» **BRANO SCELTO**:

━━━━━━━━━━━━━━━━━━━━

La partecipazione quale asse strategico per riprogettare il paese e i valori della confederalità, dell’autonomia, dell’unità.

(1 Agosto 2005)

1. La società italiana ha bisogno di più partecipazione. Occorre, perciò, invertire il trend di questi ultimi anni contrassegnato da una progressiva e costante riduzione degli spazi di partecipazione, conseguenza, anche, dell’avanzare di quell’idea di democrazia plebiscitaria che ha connotato la politica del centro-destra. Una prova decisiva di questa tendenza è rappresentata dall’allontanamento, sempre più marcato, dalla vita politica e sociale di soggetti che ne erano stati protagonisti, come le donne. Il problema è di assoluta evidenza per il mondo del lavoro. La scelta perseguita nel corso di questi anni della precarizzazione e individualizzazione dei rapporti di lavoro, la scomposizione del ciclo lavorativo e l’offensiva nei riguardi della contrattazione collettiva, sono parte integrante e determinante di questo processo. Estendere, quindi, gli spazi di partecipazione per rendere più forte la democrazia, vuole dire anche abrogare e sostituire l’attuale legislazione sul lavoro.

1.1. Occorre riattualizzare tutti quei canali che hanno consentito anni addietro una grande e proficua stagione di partecipazione democratica, a livello istituzionale, politico e sociale. Bisogna intanto colmare il deficit di democrazia e rappresentanza determinato dall’assenza delle donne, ai vari livelli politici, sociali e istituzionali del paese. È necessario invertire una tendenza. L’elezione diretta dei sindaci, dei presidenti di Regioni e Province non determina in sé una caduta di partecipazione. In tutti i casi occorre battersi contro ogni insorgere di problemi di questa natura – ridando in particolare ruolo e funzione alle Assemblee elettive – e sviluppare iniziative che consentano a ogni cittadino e a ogni cittadina di concorrere da protagonista ai processi decisionali. Allo stesso modo occorre riaprire canali di partecipazione effettiva dell’utenza nei grandi sistemi pubblici – sanità, scuola e politiche sociali, innanzitutto – attraverso le loro associazioni di rappresentanza. Così come il terzo settore – per il quale si conferma la necessità, prevista anche nella recente intesa Cgil-Cisl-Uil e Forum del terzo settore, di garantire ai lavoratori che vi operano diritti e piena applicazione dei contratti di lavoro – innanzitutto nella sua componente di volontariato, deve effettivamente rappresentare esso stesso uno strumento della partecipazione democratica, in particolare alla progettazione della politica sociale. Ma non vi può essere partecipazione diffusa se non si realizzano condizioni che ne favoriscano lo sviluppo anche nei partiti. C’è bisogno che i nuovi partiti, nati negli ultimi quindici anni e che hanno cambiato radicalmente la fisionomia delle vecchie forme di rappresentanza, siano luoghi di rappresentanza dei cittadini e delle cittadine e di promozione di idee, culture e valori, a partire dalla riaffermazione di una nuova centralità del lavoro. Anche nel corso di questi anni si è accentuata la distanza tra la politica e le dinamiche che coinvolgono il lavoro, contribuendo a determinare la percezione di isolamento delle lavoratrici, dei lavoratori e degli strati sociali più deboli.

━━━━━━━━━━━━━━━━━━━━

» **SEZIONE DEI DATI**:
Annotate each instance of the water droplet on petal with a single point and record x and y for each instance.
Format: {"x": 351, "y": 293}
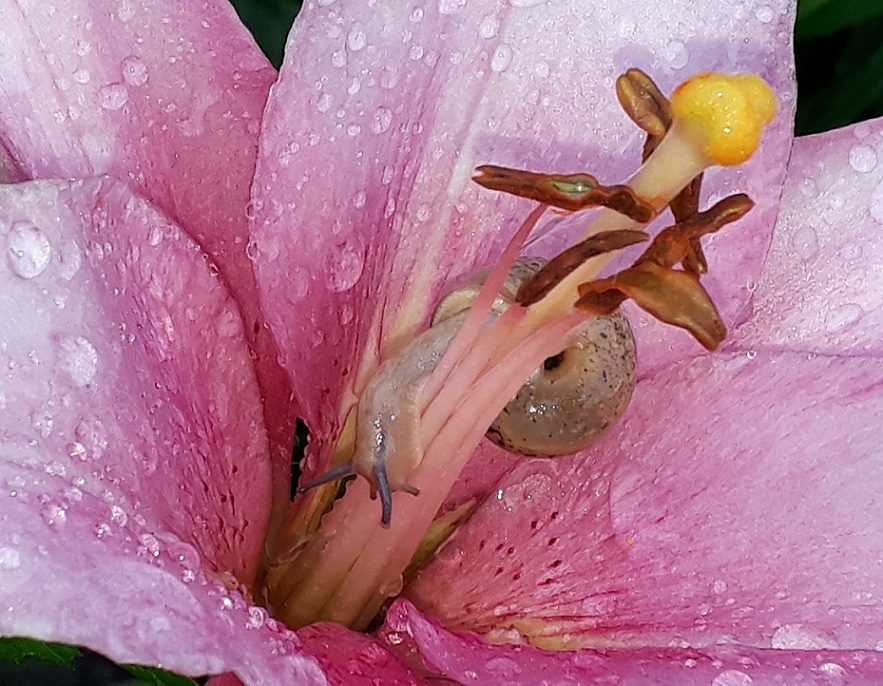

━━━━━━━━━━━━━━━━━━━━

» **ISTRUZIONI DEL COMPITO**:
Rispondi brevemente alle domande sul brano scelto.
(a) Quale idea di democrazia ha connotato la politica del centro-destra?
(b) Quali soggetti, un tempo protagonisti, si sono allontanati in modo sempre più marcato dalla vita politica e sociale?
(c) Quali grandi sistemi pubblici sono indicati innanzitutto tra quelli in cui riaprire canali di partecipazione dell'utenza?
Le righe provengono da una fonte diversa da quella del brano.

» **RISPOSTA AL COMPITO**:
(a) L'idea di democrazia plebiscitaria.
(b) Le donne.
(c) Sanità, scuola e politiche sociali.